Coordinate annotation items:

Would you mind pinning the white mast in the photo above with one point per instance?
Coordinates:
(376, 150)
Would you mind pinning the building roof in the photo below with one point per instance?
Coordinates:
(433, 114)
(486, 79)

Given request »
Update all the items by replacing every occurrence of "Coordinates" with "Points" and leaving everything else unchanged.

Correct answer »
Would you mind pinning the white mast in the photo above with one point per instance?
Points:
(376, 150)
Would you mind pinning the building roof in the photo below with one point per instance?
Points:
(433, 114)
(486, 79)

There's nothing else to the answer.